The request:
Set the following entries down again exactly, line by line.
--- BEGIN ---
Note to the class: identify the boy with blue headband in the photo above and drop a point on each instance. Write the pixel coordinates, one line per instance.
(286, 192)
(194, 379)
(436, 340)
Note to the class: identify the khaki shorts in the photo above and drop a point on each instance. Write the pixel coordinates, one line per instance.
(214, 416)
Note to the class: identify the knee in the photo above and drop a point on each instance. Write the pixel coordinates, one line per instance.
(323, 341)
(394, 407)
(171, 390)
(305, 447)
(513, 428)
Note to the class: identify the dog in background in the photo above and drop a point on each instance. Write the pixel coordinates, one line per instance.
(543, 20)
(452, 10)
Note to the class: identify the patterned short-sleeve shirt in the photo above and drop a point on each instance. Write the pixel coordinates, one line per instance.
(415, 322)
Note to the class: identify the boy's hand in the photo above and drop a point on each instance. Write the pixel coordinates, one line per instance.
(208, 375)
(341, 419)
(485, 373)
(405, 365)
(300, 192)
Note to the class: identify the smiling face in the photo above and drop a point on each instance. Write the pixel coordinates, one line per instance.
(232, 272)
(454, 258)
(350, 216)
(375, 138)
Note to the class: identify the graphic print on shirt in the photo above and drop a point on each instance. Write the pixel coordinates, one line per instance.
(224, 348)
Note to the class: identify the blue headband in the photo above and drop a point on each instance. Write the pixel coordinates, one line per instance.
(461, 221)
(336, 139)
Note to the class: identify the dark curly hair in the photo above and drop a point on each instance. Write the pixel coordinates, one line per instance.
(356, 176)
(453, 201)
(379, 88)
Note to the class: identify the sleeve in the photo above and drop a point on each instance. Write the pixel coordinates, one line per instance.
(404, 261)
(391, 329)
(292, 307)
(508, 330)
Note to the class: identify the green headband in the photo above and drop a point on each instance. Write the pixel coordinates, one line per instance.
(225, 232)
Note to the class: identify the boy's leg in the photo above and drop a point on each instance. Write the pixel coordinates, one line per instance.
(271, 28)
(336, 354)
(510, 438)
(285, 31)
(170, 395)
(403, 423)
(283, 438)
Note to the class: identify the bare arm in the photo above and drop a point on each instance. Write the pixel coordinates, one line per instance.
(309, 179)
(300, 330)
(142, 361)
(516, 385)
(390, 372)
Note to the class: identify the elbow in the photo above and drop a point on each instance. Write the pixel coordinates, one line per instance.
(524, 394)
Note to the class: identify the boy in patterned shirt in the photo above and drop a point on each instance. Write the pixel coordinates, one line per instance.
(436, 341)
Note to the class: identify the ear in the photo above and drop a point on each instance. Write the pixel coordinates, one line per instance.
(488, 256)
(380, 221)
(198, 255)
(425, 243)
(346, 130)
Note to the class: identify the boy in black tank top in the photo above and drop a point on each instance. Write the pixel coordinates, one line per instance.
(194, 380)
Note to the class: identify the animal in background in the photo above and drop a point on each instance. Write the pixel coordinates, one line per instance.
--- END ---
Correct answer:
Note to the class: identify the boy with blue headband in the photo above and drop a point on each instance. Write the pixel coordinates, one line per instance.
(286, 192)
(194, 379)
(436, 340)
Note to the class: identify the khaki shorts in the photo above and drop a point on each instance. Write the pixel coordinates, one line per instance.
(214, 416)
Note to the class: identify the knee in the photo above and drop a point on each instance. Write the pixel coordinates, one line per instance.
(323, 341)
(394, 407)
(171, 390)
(305, 447)
(513, 428)
Note to the class: identify the dog in background in the photo above and drop a point on each instance. Write the pixel coordinates, one line per instance.
(543, 20)
(452, 10)
Note to the class: identify the patterned short-sleeve shirt in the photo above and drop a point on each instance. Write the pixel coordinates, one line per instance.
(415, 322)
Note to the class: identify the boy's hand in the photo above and drop a point on each instance. Write the pixel coordinates, one line per instance.
(208, 375)
(341, 419)
(485, 373)
(405, 365)
(300, 192)
Note to the class: identify the smiling face in the photo above and drop a point on each instance. Write the pixel coordinates, one line per instance.
(232, 272)
(454, 258)
(350, 216)
(375, 138)
Note to the class: identify the graphic print on shirt in the photo above and drop a point on each instance. Write the pixel coordinates, one line per instance.
(224, 348)
Note to the class: identify the blue headband in the photo above and drop a point on each instance. Write the pixel coordinates, one line per instance.
(461, 221)
(336, 139)
Note to the class: identify the dark curly hair in the photo above and drop a point on each instance. Write the pixel coordinates, one line per instance.
(356, 176)
(453, 201)
(379, 88)
Note to the class: identify the sleeve in the photo above and drop a point on each instance. Write the pixel coordinates, one line per instance.
(404, 261)
(391, 329)
(292, 307)
(508, 330)
Note to the class: identify the green headband in the photo above and drop a point on each instance. Write the pixel coordinates, one line per instance.
(225, 232)
Note to the class: identify the boy's leg in the photo above and drop a point on each instance. Write the pixel coordinates, one line per instance.
(271, 28)
(336, 354)
(510, 438)
(285, 31)
(170, 395)
(403, 423)
(283, 438)
Note to the class: identify the bare arm in the photo above and drop a point on each instance. Write the pixel coordinates, one line per instance.
(309, 179)
(300, 330)
(142, 361)
(516, 385)
(390, 372)
Note to the class: identify the elbow in the photo above and drop a point on each instance. Write the pixel coordinates, one line per instance.
(524, 394)
Note to the class: identify the boy in patterned shirt in the photo above and drop a point on each instance. Write the pixel coordinates, one line per instance.
(436, 341)
Note to the class: identify the ear in the photo above and drop a point on each instance. Write the pixel coordinates, one line per instance.
(488, 256)
(380, 221)
(198, 255)
(425, 243)
(346, 130)
Note to the class: identify the boy in black tank top in the photo above and drop a point on each instance. Write the pixel coordinates, one line per instance.
(194, 380)
Note to the class: identify the animal in background in the photo above and drop a point on each instance. Write the pixel coordinates, one line per instance.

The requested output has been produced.